Excerpted text
=-=-=-=-=

= The General Motors Hour =

Television series

The General Motors Hour was an Australian radio and television drama series.

==Radio==
The radio series was a regular one hour drama broadcast over the Macquarie Radio Network at 8 pm on Thursdays. It is believed to have commenced in the late 1940s and lasted into the early 1960s. Producers included Robert Peach and Harry Dearth. The announcer was John Dease. 15 episodes are available on the RadioEchoes website.

==Television==
The television version of The General Motors Hour was a loosely scheduled occasional series which aired on Australian television from 1960 to 1962. The series aired on ATN-7 in Sydney and GTV-9 in Melbourne, as well as on other affiliated stations across Australia. The presentations ranged from adaptations of overseas stage plays and anthology episodes, to locally-written drama and a documentary.

=-=-=-=-=

Exercise tasks
(1) In the text on The General Motors Hour, which two stations carried the television version?
(2) Please mark each statement yes or no against the text on The General Motors Hour, quoting the words that decide it. (a) The radio series went out at 8 pm on Thursdays. (b) The television version aired from 1960 to 1965. (c) Harry Dearth was the announcer of the radio series.

Point annotation records
=-=-=-=-=

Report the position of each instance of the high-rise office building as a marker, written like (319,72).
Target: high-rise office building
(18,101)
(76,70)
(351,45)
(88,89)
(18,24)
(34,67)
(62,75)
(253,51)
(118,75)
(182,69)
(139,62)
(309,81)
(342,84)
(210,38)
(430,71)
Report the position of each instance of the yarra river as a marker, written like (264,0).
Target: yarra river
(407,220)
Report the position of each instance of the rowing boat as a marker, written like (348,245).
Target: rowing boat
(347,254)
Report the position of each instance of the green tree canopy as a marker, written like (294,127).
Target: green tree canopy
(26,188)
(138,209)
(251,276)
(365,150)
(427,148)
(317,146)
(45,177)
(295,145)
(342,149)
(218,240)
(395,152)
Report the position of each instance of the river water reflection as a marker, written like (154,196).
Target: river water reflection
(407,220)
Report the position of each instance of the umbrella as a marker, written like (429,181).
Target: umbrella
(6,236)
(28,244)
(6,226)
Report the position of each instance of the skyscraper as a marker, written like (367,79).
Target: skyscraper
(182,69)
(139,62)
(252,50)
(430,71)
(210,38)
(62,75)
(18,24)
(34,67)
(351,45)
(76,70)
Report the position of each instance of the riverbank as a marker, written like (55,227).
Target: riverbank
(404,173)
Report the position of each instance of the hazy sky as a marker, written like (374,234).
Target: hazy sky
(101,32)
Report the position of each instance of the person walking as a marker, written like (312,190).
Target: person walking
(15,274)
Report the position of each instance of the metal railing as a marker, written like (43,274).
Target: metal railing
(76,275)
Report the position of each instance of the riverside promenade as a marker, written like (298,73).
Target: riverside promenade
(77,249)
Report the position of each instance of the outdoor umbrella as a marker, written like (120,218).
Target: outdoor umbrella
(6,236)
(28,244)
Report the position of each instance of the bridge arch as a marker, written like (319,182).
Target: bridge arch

=-=-=-=-=

Responses to the tasks
(1) ATN-7 in Sydney and GTV-9 in Melbourne.

(2)
(a) Yes: "at 8 pm on Thursdays"
(b) No: "from 1960 to 1962"
(c) No: "The announcer was John Dease."